▸ **Passage shown**:
━━━━━━━━━━━━━━━━

A “high-profile defeat” for publishers is how Brandon Butler, director of public policy initiatives at the Association of Research Libraries, described the May 11 verdict in Cambridge University Press et. al. v. Mark Becker et. al., a closely watched copyright case involving the use of electronic course reserves at Georgia State University. In a 350-page decision, Judge Orinda Evans rebuked publishers, who had sought a sweeping injunction that could have had major implications for the use of unlicensed course content throughout higher education.
The suit was filed in April of 2008 by three academic publishers, Cambridge University Press, Oxford University Press, and Sage (supported by the Association of American Publishers and with costs partially underwritten by the Copyright Clearance Center). It alleged that GSU administrators sought to use unlicensed e-reserves as an illegal, low-cost “market replacement” for traditional printed coursepacks. GSU officials countered that the uses were protected under fair use. In the final analysis, Evans found just five instances of infringement from 99 works challenged.
“In general I expect librarians to be happy about the outcome of this case,” blogged Duke University’s Scholarly Communication Officer, Kevin Smith. “It suggests that suing libraries is an unprofitable adventure.” But, he added, the decision is something of a mixed bag and poses some “difficult challenges for everyone involved.”
PW takes a brief look at the ramifications of the decision on the parties involved, and what likely comes next.
For Georgia State
Prevailing on all but five counts, GSU has scored a legal victory. GSU president Mark Becker, one of the defendants in the case, called the decision “significant” and said the university was “pleased to have been a trailblazer in this increasingly complex digital copyright environment.”

━━━━━━━━━━━━━━━━

(Lines contained in a dataset)

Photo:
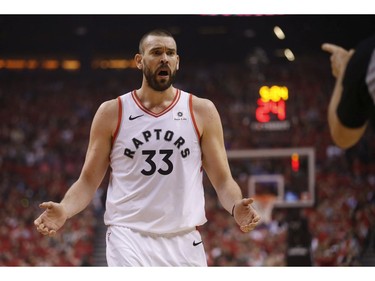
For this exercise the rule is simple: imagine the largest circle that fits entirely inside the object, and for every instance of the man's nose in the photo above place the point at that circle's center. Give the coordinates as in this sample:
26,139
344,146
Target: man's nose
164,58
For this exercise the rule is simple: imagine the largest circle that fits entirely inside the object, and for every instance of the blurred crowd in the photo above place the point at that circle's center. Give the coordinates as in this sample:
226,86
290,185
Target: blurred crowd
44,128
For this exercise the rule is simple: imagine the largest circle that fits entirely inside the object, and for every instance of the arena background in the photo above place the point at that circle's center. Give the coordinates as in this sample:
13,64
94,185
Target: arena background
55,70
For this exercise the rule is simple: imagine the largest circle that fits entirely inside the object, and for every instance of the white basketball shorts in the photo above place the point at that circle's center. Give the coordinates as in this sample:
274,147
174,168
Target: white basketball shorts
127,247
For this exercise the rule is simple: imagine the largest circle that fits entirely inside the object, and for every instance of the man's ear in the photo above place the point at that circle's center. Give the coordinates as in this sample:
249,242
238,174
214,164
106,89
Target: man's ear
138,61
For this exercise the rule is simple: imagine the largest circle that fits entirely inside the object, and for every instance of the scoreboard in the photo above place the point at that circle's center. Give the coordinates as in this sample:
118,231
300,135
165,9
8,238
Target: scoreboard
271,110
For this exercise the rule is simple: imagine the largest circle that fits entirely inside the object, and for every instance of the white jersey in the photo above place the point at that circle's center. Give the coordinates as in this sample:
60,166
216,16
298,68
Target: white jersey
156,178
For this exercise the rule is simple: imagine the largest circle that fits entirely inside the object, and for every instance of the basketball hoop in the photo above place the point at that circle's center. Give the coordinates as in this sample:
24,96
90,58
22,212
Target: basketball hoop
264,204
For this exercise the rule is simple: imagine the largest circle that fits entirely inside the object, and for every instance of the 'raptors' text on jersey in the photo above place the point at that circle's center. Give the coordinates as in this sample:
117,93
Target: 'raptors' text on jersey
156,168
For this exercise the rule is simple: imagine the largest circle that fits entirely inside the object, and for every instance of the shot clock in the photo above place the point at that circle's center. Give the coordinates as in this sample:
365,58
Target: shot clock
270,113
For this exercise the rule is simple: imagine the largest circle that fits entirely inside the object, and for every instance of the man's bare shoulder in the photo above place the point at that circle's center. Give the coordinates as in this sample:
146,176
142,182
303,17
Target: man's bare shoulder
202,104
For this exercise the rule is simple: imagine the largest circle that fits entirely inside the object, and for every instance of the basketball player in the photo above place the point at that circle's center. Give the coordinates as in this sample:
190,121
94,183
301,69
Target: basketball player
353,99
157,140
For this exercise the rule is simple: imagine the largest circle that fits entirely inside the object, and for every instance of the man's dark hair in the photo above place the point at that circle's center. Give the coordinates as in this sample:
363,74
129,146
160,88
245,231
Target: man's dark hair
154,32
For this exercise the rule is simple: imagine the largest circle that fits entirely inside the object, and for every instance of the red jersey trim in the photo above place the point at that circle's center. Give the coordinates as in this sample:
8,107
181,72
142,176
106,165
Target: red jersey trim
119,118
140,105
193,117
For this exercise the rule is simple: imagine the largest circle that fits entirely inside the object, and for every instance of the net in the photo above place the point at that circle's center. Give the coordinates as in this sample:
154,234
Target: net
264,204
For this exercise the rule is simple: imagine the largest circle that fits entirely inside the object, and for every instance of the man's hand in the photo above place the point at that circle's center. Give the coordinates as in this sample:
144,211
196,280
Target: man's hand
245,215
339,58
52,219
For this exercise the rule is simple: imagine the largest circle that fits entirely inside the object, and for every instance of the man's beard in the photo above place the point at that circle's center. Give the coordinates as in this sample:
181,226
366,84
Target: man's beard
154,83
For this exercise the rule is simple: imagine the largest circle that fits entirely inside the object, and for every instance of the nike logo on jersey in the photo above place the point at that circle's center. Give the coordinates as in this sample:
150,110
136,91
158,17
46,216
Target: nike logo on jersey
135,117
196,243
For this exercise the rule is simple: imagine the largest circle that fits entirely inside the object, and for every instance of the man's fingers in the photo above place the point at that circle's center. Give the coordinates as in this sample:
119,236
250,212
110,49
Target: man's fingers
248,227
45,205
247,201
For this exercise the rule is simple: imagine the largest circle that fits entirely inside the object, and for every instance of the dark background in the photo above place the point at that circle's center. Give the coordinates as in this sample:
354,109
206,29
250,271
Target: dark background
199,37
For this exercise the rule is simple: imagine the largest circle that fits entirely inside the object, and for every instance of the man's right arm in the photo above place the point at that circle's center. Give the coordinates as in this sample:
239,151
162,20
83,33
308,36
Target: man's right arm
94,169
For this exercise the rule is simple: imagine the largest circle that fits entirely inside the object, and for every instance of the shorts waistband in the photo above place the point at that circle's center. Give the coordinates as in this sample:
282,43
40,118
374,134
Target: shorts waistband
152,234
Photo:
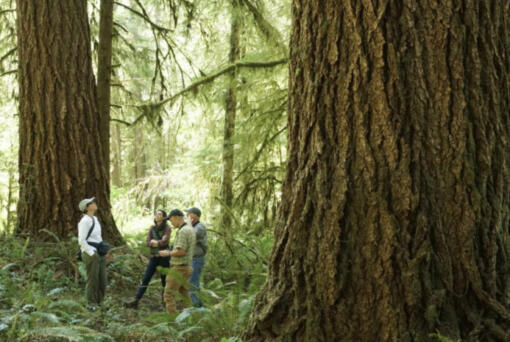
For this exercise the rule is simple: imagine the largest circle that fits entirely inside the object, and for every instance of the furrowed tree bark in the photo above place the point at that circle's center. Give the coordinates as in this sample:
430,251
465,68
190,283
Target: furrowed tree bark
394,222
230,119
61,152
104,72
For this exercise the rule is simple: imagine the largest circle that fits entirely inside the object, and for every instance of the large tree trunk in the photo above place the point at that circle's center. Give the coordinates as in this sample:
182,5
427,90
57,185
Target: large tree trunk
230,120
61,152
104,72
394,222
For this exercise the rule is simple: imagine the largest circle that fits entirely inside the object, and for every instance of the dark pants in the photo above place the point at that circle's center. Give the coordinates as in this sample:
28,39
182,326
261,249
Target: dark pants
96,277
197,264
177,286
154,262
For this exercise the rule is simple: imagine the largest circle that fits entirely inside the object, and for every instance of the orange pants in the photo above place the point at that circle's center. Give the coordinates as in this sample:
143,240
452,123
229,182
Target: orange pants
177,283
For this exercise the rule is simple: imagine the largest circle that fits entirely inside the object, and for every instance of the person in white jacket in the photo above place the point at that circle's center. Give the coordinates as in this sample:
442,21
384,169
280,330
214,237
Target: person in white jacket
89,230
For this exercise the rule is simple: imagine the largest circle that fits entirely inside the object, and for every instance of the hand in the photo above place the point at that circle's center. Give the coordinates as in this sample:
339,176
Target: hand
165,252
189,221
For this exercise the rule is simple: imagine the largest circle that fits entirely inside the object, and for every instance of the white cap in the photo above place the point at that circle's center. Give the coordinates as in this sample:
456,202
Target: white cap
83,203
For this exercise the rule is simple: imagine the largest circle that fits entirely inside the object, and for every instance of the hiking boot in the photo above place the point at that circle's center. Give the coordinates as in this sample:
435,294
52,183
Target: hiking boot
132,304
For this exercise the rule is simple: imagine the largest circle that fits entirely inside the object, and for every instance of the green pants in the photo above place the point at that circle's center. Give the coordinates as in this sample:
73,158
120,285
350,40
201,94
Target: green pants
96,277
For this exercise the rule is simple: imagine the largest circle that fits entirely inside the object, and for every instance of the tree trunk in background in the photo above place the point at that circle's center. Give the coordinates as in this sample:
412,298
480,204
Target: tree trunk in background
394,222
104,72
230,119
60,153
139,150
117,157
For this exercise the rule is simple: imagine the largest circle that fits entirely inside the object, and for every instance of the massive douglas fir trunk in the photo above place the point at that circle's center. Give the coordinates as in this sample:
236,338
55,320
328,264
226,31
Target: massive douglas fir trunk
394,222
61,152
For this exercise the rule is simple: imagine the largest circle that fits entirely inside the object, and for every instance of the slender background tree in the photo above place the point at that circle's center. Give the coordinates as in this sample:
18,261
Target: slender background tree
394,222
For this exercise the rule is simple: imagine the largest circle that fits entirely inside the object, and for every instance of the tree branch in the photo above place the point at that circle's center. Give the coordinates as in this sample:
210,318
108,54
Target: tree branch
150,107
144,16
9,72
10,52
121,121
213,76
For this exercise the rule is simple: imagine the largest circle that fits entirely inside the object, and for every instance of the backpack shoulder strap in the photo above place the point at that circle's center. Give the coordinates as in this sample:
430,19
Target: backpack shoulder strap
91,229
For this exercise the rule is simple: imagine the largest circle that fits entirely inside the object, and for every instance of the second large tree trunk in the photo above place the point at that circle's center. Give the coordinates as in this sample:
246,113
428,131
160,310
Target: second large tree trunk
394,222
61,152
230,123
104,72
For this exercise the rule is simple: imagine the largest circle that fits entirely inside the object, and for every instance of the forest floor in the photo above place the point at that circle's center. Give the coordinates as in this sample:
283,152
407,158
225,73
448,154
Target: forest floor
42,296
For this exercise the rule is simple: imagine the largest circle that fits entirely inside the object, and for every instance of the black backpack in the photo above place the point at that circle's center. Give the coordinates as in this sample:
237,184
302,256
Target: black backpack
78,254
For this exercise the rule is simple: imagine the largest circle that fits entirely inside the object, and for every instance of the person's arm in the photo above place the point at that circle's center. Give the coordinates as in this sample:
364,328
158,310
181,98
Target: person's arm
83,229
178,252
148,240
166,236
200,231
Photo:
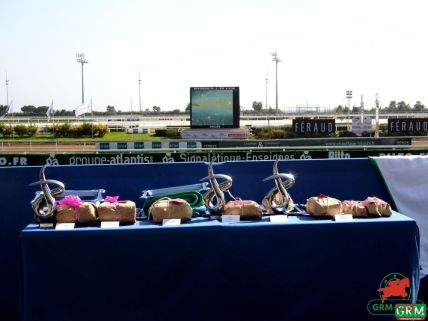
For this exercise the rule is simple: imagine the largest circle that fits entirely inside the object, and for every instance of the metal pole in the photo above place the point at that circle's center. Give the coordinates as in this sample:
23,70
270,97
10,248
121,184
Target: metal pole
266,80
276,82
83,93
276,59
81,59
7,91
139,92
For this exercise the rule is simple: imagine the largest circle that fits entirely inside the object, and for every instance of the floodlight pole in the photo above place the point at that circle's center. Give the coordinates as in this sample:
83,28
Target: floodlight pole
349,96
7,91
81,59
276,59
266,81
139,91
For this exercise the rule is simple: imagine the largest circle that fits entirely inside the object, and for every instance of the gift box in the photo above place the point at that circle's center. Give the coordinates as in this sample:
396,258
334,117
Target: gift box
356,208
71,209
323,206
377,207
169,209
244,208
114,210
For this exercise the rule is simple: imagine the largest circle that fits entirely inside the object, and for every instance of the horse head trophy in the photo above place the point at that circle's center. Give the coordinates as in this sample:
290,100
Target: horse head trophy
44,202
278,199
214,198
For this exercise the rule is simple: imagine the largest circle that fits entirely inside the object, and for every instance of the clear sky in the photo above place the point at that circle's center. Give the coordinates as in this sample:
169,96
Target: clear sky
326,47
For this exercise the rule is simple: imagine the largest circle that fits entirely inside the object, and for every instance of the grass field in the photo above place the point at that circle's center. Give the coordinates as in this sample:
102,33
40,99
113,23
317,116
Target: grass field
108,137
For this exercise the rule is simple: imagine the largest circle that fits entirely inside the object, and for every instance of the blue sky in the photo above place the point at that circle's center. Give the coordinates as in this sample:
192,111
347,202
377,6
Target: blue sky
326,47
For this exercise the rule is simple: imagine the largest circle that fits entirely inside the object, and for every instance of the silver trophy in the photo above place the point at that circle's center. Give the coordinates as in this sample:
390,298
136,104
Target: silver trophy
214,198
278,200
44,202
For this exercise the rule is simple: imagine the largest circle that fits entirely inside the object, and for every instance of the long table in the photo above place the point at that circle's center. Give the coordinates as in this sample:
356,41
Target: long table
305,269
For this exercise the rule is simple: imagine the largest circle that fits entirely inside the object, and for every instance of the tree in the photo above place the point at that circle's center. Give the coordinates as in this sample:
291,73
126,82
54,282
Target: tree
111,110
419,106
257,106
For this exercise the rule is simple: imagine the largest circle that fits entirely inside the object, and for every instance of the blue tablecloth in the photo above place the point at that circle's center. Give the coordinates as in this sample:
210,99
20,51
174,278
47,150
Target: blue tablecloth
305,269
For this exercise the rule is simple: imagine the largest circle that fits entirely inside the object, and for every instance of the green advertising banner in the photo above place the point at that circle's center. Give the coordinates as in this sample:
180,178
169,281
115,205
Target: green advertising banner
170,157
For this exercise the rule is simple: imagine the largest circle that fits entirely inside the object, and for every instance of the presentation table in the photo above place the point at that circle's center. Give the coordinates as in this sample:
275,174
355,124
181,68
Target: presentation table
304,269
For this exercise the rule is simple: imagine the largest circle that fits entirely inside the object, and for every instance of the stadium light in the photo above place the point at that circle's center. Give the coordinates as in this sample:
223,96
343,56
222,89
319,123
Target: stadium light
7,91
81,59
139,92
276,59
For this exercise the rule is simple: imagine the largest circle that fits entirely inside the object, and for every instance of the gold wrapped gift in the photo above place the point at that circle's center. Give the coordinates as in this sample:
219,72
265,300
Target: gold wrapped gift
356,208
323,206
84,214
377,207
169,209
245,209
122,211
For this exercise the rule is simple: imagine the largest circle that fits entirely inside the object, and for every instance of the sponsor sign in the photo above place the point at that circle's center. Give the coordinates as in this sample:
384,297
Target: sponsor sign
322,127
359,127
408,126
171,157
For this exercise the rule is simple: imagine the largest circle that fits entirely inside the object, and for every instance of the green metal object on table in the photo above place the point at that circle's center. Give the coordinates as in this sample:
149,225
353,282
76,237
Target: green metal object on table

━━━━━━━━━━━━━━━━

▸ **Jobs**:
- 1) According to the article on the Georgia State e-reserves case, how many instances of infringement did Judge Evans find?
- 2) Write out the article on the Georgia State e-reserves case from "The suit was" to "99 works challenged.", switching "fair use" to "educational exemptions".
- 3) Do these statements agree with the article on the Georgia State e-reserves case? (a) The suit was filed in April of 2008. (b) Judge Evans's decision ran to 350 pages. (c) Kevin Smith works at Georgia State University.
These lines have no connection to the article on the Georgia State e-reserves case.

▸ **Solutions to each task**:
- 1) Five instances of infringement, out of 99 works challenged.

- 2)
The suit was filed in April of 2008 by three academic publishers, Cambridge University Press, Oxford University Press, and Sage (supported by the Association of American Publishers and with costs partially underwritten by the Copyright Clearance Center). It alleged that GSU administrators sought to use unlicensed e-reserves as an illegal, low-cost “market replacement” for traditional printed coursepacks. GSU officials countered that the uses were protected under educational exemptions. In the final analysis, Evans found just five instances of infringement from 99 works challenged.

- 3)
(a) Yes: "The suit was filed in April of 2008"
(b) Yes: "In a 350-page decision"
(c) No: "Duke University’s Scholarly Communication Officer, Kevin Smith"